* _The problem_: From the line holding "Query: row of books" to the final line of the entries, set down each line exactly, including both, and nothing more.

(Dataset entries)
________

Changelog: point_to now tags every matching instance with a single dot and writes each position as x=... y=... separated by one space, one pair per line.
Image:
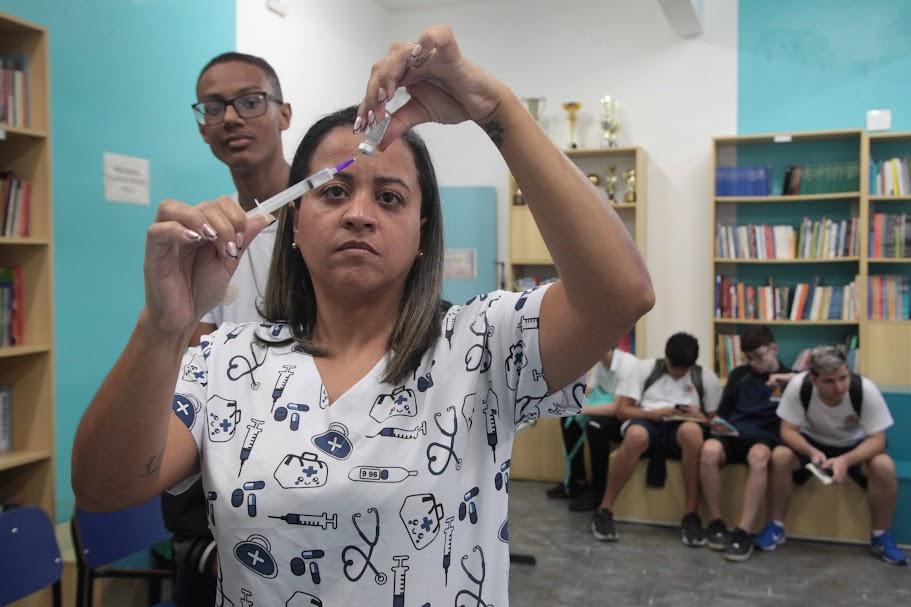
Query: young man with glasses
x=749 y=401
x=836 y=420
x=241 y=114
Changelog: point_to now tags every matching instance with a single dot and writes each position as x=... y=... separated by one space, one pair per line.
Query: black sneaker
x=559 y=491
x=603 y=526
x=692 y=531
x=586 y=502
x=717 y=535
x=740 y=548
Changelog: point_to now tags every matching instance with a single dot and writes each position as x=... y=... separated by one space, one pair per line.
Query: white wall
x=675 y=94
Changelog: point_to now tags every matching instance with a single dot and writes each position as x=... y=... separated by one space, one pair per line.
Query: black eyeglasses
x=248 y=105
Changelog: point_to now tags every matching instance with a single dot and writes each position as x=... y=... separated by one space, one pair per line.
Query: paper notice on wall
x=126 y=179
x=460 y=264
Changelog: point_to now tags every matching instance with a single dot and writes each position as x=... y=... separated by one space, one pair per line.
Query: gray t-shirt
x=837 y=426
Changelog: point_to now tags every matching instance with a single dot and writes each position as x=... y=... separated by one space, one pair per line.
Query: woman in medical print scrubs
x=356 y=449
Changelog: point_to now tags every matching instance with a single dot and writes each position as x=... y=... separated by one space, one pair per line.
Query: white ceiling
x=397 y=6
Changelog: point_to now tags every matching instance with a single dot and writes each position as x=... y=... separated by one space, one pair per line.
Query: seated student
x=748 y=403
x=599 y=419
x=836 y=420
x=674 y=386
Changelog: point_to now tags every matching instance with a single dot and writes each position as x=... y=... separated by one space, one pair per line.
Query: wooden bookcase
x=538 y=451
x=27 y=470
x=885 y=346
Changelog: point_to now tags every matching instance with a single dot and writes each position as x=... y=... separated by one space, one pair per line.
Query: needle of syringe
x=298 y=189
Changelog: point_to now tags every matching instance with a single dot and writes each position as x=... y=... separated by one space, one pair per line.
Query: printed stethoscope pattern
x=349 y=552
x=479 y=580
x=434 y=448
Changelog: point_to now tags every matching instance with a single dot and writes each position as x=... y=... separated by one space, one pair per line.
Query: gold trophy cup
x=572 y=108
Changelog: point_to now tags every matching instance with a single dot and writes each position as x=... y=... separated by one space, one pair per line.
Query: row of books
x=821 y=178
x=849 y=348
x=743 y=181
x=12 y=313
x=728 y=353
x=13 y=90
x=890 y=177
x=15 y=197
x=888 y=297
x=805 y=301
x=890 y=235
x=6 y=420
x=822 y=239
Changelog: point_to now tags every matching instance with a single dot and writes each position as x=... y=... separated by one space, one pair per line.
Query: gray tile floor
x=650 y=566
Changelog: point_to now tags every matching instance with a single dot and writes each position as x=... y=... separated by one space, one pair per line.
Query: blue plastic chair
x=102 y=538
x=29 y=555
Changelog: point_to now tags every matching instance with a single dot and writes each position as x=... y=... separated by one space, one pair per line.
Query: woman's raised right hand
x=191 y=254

________

* _Reply to the task_:
Query: row of books
x=821 y=178
x=849 y=348
x=743 y=181
x=12 y=313
x=728 y=353
x=13 y=90
x=890 y=177
x=15 y=197
x=888 y=297
x=805 y=301
x=890 y=235
x=6 y=420
x=822 y=239
Changelog: point_to now tags every matching instance with a single dot and writes each position as x=... y=... separated by one space, one pair per line.
Query: gray tile floor
x=650 y=566
Changelog: point_to now tags every matching instance with a single dot and writes each position as x=... y=... separated by one space, one pair per line.
Query: blue plastic chair
x=102 y=538
x=29 y=555
Changelog: point_to now tags every matching instance with a single dot and writes each position as x=... y=... separated by one space, one pair per line.
Query: woman's raised right hand
x=191 y=254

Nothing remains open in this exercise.